#### BRIEF:
Repeat verbatim what the listing holds, but not its pictures.
——————
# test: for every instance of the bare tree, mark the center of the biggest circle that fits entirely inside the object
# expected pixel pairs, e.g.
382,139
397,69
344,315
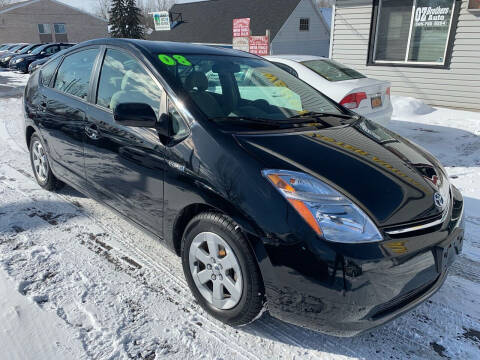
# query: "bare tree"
102,8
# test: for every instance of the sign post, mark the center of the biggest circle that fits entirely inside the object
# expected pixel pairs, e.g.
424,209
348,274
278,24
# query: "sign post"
161,20
259,45
241,27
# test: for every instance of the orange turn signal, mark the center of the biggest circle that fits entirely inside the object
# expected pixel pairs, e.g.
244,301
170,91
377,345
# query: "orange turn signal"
304,212
280,183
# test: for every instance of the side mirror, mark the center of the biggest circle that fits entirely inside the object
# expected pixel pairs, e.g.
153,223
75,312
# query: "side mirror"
135,115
——————
#### WRITTEN SOLUTION:
# test: for every instance of the bare tree, mark the center of the biggest circle that fits entirely inside the object
# expected pixel pairs, e.g.
382,139
397,69
344,315
# query: "bare tree"
102,8
# test: for every instance of the sign post, mark the center of the biggest circle that fits entirely inside the object
# expected pixel pairs, e.g.
424,209
348,274
278,24
# query: "sign post"
161,20
259,45
241,27
# test: for every instance of the orange turn signal, mark the center of the biggest circle that fits entirely inside the object
# expected pixel pairs, e.g.
244,301
170,91
377,345
# query: "orange turn signal"
304,212
280,183
# test: for every instance of the side mirror, mark the center of the biggest circle that fits entirely inside the object
# expected pixel pairs, e.g.
153,223
75,312
# query: "side mirror"
135,115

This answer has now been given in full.